** BEGIN **

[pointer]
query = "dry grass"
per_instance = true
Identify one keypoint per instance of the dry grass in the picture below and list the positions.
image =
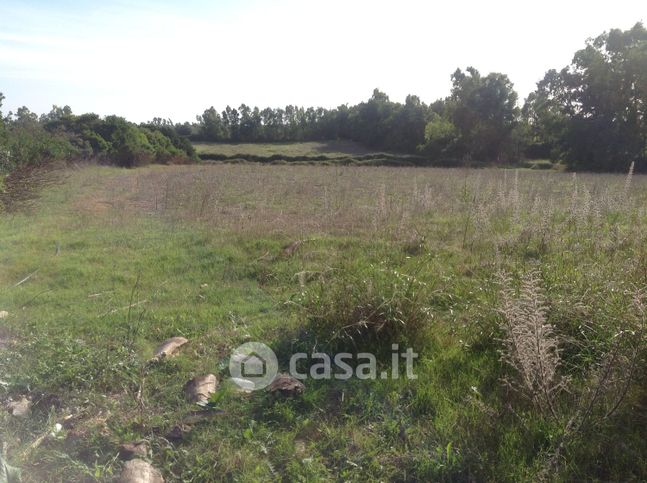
(396, 203)
(327, 148)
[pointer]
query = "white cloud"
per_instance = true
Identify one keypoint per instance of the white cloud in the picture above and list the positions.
(176, 59)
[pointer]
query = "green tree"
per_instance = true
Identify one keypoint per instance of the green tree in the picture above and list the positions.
(593, 113)
(484, 112)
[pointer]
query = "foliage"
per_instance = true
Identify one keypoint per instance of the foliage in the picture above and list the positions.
(29, 140)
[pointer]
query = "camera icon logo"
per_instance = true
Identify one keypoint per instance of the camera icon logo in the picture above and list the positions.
(253, 366)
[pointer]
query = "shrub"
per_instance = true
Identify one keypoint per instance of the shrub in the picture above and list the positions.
(365, 308)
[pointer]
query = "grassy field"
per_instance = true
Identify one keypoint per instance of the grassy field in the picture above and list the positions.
(521, 291)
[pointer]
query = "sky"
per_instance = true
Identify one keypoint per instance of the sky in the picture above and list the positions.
(175, 58)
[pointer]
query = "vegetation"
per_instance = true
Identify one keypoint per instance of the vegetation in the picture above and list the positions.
(27, 140)
(521, 291)
(590, 116)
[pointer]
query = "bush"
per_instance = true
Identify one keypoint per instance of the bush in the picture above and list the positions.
(364, 308)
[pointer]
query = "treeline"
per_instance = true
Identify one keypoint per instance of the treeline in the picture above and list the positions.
(590, 115)
(29, 140)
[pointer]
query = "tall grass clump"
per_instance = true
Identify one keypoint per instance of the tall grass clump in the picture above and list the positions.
(531, 344)
(368, 307)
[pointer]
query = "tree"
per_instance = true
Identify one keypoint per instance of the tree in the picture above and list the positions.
(593, 113)
(484, 112)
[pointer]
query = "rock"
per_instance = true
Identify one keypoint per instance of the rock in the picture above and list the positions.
(169, 347)
(20, 408)
(286, 385)
(238, 384)
(178, 433)
(200, 388)
(139, 471)
(138, 449)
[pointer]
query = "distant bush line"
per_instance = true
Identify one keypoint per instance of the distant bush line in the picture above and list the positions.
(588, 116)
(27, 140)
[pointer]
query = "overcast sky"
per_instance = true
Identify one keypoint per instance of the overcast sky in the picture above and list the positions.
(173, 59)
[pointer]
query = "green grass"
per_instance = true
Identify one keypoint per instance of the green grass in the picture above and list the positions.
(327, 148)
(122, 260)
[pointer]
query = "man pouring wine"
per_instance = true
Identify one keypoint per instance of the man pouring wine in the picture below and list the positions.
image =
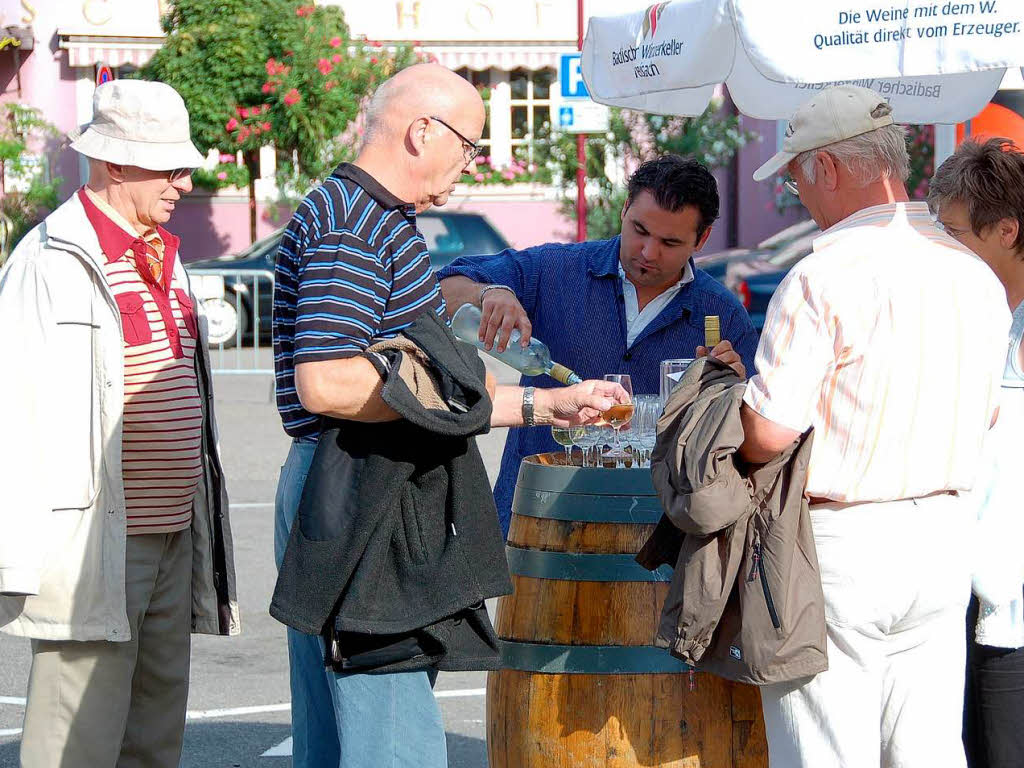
(612, 306)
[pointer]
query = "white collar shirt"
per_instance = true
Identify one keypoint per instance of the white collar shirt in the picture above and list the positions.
(637, 320)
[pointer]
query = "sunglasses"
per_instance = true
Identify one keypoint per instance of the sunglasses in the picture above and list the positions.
(470, 148)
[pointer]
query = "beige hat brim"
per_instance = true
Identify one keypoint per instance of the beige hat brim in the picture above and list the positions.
(154, 156)
(779, 161)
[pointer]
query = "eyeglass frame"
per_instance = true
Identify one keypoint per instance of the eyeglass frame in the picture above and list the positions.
(176, 174)
(474, 148)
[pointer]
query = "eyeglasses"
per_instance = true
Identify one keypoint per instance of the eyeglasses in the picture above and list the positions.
(470, 148)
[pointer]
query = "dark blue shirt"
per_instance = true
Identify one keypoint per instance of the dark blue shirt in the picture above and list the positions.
(351, 269)
(573, 296)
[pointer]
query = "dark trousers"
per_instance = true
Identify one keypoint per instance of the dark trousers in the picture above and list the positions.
(993, 705)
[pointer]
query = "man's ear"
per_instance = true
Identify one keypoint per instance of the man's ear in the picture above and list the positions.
(702, 239)
(828, 171)
(418, 135)
(1009, 229)
(116, 172)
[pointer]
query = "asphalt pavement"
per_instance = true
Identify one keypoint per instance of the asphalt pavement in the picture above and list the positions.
(239, 702)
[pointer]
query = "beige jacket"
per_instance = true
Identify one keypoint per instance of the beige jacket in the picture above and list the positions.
(745, 600)
(62, 530)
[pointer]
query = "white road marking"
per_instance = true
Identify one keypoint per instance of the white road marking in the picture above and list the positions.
(284, 750)
(460, 692)
(211, 714)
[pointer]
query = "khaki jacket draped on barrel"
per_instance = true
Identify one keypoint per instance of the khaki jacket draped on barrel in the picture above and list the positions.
(745, 598)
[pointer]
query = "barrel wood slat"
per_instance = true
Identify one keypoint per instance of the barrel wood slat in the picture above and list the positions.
(640, 710)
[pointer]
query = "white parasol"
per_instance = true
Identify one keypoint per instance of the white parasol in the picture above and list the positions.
(935, 61)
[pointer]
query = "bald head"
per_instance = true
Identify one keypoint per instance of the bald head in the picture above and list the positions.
(421, 90)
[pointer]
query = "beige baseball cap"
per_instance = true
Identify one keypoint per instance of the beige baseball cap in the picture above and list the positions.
(838, 113)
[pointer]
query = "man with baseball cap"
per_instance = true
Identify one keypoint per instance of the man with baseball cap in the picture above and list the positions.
(889, 342)
(114, 532)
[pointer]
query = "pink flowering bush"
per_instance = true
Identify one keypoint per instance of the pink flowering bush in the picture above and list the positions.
(486, 173)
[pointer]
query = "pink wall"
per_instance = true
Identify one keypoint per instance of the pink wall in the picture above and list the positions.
(212, 226)
(523, 222)
(47, 83)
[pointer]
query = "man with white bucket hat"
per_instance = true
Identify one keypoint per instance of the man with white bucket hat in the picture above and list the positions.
(114, 534)
(889, 341)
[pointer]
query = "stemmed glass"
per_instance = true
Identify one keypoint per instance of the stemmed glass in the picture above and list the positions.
(566, 437)
(619, 415)
(648, 410)
(588, 440)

** END **

Work to do
Pick out every line above that contains the string "below", and copy each one in full. Case counts.

Expected answer
Identify one keypoint per instance of the dry grass in the picture below and list the positions.
Identify one keypoint per instance of the man pouring wine in the picture below and list the positions.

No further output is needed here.